== Instructions for the task ==
When you restate the entries that follow, keep every word exactly and drop the pictures.

(Referring expression data)
----------------
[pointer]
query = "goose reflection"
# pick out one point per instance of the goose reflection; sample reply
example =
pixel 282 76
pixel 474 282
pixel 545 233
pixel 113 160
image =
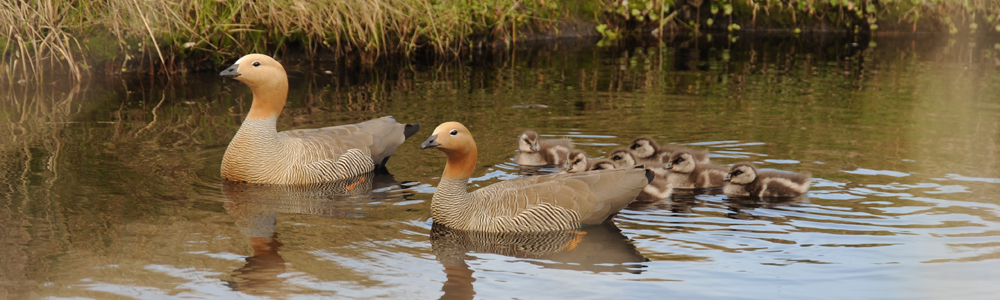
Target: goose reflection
pixel 741 207
pixel 258 206
pixel 594 249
----------------
== Exercise solution ==
[pointer]
query = "goose reflection"
# pick out one point per instance of the goose reflection; sample reply
example =
pixel 282 76
pixel 474 282
pixel 545 233
pixel 113 160
image =
Target: goose reflection
pixel 741 207
pixel 258 206
pixel 594 249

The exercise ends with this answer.